▶

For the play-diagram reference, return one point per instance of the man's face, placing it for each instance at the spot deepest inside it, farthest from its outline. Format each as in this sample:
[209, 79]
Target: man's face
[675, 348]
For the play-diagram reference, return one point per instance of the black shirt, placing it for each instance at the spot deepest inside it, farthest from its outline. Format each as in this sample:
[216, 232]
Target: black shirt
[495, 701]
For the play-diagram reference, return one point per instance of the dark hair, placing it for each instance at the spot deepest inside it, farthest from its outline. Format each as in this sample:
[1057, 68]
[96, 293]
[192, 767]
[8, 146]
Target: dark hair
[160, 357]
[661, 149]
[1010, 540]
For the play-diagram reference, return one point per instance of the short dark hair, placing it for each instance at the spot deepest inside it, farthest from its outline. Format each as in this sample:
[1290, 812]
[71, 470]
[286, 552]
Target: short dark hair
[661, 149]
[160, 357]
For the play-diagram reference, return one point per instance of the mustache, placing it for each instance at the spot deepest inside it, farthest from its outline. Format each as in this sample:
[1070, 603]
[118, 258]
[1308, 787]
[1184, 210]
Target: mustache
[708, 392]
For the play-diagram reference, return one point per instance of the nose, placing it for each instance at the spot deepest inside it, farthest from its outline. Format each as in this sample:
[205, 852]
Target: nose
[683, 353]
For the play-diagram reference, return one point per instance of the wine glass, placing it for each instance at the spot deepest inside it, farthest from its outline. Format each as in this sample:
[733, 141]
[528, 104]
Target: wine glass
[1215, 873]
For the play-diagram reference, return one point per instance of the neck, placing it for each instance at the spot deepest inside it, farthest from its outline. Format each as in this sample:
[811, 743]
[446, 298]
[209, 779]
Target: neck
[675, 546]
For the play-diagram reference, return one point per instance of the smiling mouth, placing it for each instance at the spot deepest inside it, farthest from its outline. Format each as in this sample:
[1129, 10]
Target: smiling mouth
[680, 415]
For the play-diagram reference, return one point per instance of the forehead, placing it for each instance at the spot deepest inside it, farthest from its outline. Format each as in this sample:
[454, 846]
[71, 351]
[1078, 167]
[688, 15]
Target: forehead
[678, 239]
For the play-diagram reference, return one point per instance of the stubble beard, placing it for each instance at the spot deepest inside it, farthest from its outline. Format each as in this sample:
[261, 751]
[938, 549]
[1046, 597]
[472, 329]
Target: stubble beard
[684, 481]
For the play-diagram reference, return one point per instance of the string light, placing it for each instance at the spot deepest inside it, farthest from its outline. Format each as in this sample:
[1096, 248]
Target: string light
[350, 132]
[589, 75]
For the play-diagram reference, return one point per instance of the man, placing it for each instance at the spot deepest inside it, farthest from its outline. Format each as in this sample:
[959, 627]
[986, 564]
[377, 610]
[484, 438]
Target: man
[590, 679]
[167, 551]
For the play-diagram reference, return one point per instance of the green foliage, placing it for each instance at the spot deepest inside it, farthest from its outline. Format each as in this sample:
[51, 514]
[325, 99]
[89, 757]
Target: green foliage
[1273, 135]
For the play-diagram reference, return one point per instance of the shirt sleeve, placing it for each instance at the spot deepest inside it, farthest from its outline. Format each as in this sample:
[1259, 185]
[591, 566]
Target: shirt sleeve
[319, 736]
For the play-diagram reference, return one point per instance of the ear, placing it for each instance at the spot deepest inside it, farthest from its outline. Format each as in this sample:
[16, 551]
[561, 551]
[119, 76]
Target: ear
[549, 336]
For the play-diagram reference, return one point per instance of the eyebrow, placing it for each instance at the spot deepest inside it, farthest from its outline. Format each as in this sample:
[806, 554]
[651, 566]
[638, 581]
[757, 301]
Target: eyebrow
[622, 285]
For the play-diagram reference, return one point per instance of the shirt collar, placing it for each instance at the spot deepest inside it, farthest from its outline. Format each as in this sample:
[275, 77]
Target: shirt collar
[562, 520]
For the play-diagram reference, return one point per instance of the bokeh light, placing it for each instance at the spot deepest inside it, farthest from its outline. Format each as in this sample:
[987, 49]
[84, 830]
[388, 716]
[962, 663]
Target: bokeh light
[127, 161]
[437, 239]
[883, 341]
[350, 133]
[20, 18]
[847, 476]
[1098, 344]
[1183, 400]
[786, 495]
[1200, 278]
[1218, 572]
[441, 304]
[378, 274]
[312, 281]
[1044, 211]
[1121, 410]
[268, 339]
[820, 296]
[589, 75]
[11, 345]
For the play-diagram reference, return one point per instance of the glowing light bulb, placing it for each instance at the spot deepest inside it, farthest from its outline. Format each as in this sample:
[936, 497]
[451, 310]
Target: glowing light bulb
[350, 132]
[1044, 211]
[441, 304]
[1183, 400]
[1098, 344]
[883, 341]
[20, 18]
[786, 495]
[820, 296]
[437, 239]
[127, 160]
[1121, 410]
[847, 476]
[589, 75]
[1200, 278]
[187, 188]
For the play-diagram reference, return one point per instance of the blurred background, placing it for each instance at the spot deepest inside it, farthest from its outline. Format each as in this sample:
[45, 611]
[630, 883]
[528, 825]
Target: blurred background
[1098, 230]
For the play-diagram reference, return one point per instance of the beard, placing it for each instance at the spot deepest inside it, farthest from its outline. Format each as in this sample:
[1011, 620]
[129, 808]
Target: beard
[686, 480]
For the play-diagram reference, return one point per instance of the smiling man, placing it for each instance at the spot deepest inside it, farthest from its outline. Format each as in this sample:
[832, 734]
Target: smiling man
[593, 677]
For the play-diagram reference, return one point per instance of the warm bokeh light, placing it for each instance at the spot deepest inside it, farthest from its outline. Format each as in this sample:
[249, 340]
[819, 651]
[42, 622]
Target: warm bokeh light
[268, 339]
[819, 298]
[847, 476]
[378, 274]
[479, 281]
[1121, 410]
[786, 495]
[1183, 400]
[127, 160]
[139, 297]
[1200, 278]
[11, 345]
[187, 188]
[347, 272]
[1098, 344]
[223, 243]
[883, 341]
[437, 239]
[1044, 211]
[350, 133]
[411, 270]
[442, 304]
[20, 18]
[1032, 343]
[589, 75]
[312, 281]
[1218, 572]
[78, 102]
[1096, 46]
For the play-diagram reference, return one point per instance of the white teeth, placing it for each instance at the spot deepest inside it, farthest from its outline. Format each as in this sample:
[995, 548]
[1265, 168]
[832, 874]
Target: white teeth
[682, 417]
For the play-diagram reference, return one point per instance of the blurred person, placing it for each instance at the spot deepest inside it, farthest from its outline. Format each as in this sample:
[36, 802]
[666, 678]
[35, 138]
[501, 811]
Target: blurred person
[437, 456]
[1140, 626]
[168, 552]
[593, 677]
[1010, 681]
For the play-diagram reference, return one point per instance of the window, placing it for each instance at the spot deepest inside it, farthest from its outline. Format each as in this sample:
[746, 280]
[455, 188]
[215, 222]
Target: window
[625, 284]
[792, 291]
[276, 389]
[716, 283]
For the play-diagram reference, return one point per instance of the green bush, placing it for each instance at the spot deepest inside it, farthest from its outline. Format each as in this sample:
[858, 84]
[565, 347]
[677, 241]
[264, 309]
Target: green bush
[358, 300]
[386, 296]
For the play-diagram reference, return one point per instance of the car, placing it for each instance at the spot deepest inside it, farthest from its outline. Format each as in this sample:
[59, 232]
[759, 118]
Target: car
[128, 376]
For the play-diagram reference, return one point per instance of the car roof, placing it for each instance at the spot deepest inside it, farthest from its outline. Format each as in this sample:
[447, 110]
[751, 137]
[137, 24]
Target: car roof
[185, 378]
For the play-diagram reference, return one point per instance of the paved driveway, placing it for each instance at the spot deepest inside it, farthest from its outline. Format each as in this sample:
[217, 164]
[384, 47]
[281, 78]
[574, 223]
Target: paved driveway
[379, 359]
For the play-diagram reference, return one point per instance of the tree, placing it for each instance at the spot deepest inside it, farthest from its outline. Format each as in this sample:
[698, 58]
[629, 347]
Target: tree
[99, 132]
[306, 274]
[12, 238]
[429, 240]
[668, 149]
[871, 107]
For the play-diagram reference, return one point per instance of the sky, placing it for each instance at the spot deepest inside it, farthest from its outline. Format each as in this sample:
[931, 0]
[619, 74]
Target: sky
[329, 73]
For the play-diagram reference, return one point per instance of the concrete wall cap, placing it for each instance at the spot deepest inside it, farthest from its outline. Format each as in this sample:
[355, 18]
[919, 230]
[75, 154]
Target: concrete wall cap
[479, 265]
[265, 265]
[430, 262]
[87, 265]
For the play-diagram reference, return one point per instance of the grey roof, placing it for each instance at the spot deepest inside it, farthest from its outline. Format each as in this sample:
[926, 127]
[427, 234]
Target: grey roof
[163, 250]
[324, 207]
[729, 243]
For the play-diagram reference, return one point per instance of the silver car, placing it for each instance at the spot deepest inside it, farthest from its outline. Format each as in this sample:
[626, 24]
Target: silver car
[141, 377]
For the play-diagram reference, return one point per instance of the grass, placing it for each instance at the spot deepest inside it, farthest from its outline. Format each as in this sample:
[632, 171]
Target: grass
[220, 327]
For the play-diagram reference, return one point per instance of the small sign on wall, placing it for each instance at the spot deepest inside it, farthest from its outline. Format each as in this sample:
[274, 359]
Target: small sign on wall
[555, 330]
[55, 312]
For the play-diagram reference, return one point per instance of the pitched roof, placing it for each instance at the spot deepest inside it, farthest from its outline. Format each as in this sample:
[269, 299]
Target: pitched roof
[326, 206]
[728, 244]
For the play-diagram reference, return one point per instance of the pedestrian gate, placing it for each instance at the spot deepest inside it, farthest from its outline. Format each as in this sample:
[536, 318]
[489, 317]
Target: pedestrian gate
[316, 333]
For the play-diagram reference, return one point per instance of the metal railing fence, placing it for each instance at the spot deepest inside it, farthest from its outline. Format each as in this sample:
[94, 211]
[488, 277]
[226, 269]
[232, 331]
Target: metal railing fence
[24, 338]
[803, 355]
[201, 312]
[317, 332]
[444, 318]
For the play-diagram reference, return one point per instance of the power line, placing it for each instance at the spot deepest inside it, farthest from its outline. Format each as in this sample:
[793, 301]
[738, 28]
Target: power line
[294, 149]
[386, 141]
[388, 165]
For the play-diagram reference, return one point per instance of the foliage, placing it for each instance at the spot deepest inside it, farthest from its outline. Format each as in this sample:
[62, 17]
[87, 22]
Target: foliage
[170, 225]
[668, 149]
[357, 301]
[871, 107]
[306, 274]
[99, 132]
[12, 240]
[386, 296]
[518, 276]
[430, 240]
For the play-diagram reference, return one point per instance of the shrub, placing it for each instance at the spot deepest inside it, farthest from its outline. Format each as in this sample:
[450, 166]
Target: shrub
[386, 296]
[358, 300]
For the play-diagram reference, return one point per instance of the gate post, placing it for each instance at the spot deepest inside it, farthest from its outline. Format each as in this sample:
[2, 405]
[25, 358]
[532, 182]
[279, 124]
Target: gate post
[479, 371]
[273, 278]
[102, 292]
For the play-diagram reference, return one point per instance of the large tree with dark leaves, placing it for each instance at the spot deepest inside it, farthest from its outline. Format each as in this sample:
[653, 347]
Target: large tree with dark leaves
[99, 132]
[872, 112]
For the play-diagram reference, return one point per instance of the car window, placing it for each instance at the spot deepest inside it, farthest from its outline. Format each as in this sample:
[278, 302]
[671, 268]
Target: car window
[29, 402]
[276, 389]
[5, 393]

◀

* **Directions for this task**
Reproduce, word for word, every line starting at the line that contains "of the power" and ending with the final line of the entries.

* **Expected output**
For the play-diagram reference, return one point per instance of the power line, placing it for each instance at the spot deepest inside it, farthest from its outline. Format each as in this sample:
[793, 301]
[738, 28]
Target: power line
[294, 149]
[386, 141]
[388, 165]
For the play-diagram reference, return one point per instance of the foliage, placing it for each instance at the spot deepest inside it, farthest from its outline. Format each as in this sample:
[62, 17]
[87, 22]
Target: foliage
[170, 225]
[668, 149]
[357, 301]
[871, 107]
[306, 274]
[99, 132]
[12, 240]
[386, 296]
[518, 276]
[430, 240]
For the play-diagram reference, return one point per instance of the shrub, placing it for each instance at the spot deepest inside it, farthest from its outline. Format each as in this sample:
[450, 166]
Target: shrub
[386, 296]
[358, 300]
For the play-diagram reference, return one point per instance of the gate post, placing it for each instance at the spot deepest inside it, farthest from its outline. Format each as in this sample:
[2, 405]
[25, 358]
[532, 182]
[279, 124]
Target: gate post
[479, 371]
[273, 278]
[102, 292]
For the play-diagram reference, return one point per instance of the large tree with dark leaves, placing it for each instance at the spot deepest inside it, farthest from its outline. Format each as in this sample:
[653, 347]
Target: large tree with dark leaves
[99, 132]
[872, 112]
For the play-diagram reference, return one point per instance of the car window, placing it for each instance at the spot deepest inside it, farthest from its outline. Format each as in this sample:
[278, 302]
[671, 268]
Target: car window
[29, 402]
[276, 389]
[5, 393]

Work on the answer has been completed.